Exercise: Output every line of the records below as a numbered list, skipping any blank lines.

--- Start Provided information ---

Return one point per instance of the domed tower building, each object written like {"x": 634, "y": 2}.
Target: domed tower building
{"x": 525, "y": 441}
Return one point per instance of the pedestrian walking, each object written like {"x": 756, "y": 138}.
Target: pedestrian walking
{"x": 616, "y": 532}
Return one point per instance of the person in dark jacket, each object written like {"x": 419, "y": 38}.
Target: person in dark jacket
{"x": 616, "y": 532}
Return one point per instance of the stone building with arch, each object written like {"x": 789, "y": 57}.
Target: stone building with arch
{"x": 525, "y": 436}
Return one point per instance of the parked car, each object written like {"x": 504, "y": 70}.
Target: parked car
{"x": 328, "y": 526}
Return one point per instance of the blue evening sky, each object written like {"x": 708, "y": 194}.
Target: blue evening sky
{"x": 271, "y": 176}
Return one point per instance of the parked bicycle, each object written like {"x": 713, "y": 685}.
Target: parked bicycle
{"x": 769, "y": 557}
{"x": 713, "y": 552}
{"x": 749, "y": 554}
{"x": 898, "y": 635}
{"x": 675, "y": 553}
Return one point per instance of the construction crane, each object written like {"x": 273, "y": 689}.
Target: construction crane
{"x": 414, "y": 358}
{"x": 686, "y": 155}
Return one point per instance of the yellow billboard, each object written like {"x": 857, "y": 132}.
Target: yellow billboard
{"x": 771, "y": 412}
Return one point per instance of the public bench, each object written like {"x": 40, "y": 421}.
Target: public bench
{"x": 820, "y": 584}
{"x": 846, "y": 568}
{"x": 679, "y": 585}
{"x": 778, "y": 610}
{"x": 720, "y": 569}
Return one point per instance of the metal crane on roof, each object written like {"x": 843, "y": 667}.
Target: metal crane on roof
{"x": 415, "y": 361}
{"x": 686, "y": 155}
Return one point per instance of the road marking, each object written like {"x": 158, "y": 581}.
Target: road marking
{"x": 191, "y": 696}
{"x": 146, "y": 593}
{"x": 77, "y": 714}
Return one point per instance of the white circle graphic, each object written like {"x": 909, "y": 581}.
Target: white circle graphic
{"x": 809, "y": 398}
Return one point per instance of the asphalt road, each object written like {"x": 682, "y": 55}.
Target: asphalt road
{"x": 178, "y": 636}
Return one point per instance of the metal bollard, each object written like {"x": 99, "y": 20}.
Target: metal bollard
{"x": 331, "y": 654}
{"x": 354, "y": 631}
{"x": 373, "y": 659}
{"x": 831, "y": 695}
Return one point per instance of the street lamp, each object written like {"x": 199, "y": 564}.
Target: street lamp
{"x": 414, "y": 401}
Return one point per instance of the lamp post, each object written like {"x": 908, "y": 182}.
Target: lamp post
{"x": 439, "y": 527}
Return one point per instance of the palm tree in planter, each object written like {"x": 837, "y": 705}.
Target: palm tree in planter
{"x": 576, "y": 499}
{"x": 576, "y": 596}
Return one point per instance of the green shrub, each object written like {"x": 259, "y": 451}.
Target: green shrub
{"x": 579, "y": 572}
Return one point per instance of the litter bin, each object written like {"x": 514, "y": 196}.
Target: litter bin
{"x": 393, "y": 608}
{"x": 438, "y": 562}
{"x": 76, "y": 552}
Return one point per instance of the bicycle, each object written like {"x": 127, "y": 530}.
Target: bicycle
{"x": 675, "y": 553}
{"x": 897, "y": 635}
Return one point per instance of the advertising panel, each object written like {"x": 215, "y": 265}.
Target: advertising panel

--- End Provided information ---

The reply:
1. Return one point per instance of the domed tower building, each object written like {"x": 634, "y": 2}.
2. Target: domed tower building
3. {"x": 525, "y": 441}
4. Return one point per instance of the pedestrian walking, each object written like {"x": 756, "y": 138}.
5. Target: pedestrian walking
6. {"x": 616, "y": 532}
7. Return one point per instance of the person in dark jacket, each object written like {"x": 419, "y": 38}.
8. Target: person in dark jacket
9. {"x": 616, "y": 532}
10. Return one point per instance of the stone building with arch, each object written like {"x": 789, "y": 57}.
11. Target: stone building with arch
12. {"x": 525, "y": 436}
13. Return one point per instance of the parked car, each object written like {"x": 504, "y": 70}.
14. Target: parked car
15. {"x": 328, "y": 526}
16. Return one point per instance of the blue evening sky, each object written like {"x": 708, "y": 194}.
17. Target: blue evening sky
18. {"x": 271, "y": 176}
19. Return one point per instance of the parked bicycle, each object written like {"x": 713, "y": 685}.
20. Target: parked bicycle
21. {"x": 769, "y": 557}
22. {"x": 713, "y": 552}
23. {"x": 749, "y": 554}
24. {"x": 898, "y": 635}
25. {"x": 675, "y": 553}
26. Return one point per instance of the construction crane, each object written like {"x": 273, "y": 689}.
27. Target: construction crane
28. {"x": 414, "y": 358}
29. {"x": 686, "y": 155}
30. Return one point per instance of the yellow billboard, each object written like {"x": 857, "y": 132}.
31. Target: yellow billboard
32. {"x": 771, "y": 412}
33. Return one point per instance of the public bench, each object written like {"x": 40, "y": 421}.
34. Target: public bench
35. {"x": 820, "y": 584}
36. {"x": 846, "y": 568}
37. {"x": 679, "y": 585}
38. {"x": 778, "y": 610}
39. {"x": 720, "y": 569}
40. Return one point per instance of the metal crane on roof, each object written like {"x": 843, "y": 667}.
41. Target: metal crane on roof
42. {"x": 415, "y": 361}
43. {"x": 686, "y": 155}
44. Return one point per instance of the road marking, each object written like {"x": 158, "y": 581}.
45. Target: road marking
46. {"x": 191, "y": 696}
47. {"x": 146, "y": 593}
48. {"x": 77, "y": 714}
49. Return one point per instance of the white circle graphic, each object written like {"x": 909, "y": 581}.
50. Target: white circle graphic
51. {"x": 809, "y": 398}
52. Return one point per instance of the asphalt road, each object written like {"x": 682, "y": 55}.
53. Target: asphalt road
54. {"x": 178, "y": 636}
55. Return one point per instance of the metal bollard, each object written like {"x": 99, "y": 20}.
56. Target: metal bollard
57. {"x": 331, "y": 654}
58. {"x": 354, "y": 631}
59. {"x": 373, "y": 659}
60. {"x": 831, "y": 695}
61. Return one point per instance of the street lamp, each object written like {"x": 199, "y": 564}.
62. Target: street lamp
63. {"x": 414, "y": 401}
64. Return one point per instance of the lamp post, each object written like {"x": 908, "y": 182}.
65. Target: lamp post
66. {"x": 439, "y": 527}
67. Return one point per instance of the palm tree in planter, each object written like {"x": 837, "y": 705}.
68. Target: palm tree in planter
69. {"x": 576, "y": 499}
70. {"x": 576, "y": 596}
71. Return one point per instance of the green shrub, each object written like {"x": 259, "y": 451}.
72. Target: green shrub
73. {"x": 579, "y": 572}
74. Return one point per instance of the litter bin, each object written like {"x": 514, "y": 196}.
75. Target: litter bin
76. {"x": 393, "y": 608}
77. {"x": 438, "y": 562}
78. {"x": 76, "y": 552}
79. Return one point per instance of the bicycle, each object written like {"x": 127, "y": 530}.
80. Target: bicycle
81. {"x": 675, "y": 553}
82. {"x": 897, "y": 635}
83. Return one point per instance of the advertising panel, each object written like {"x": 215, "y": 265}.
84. Target: advertising panel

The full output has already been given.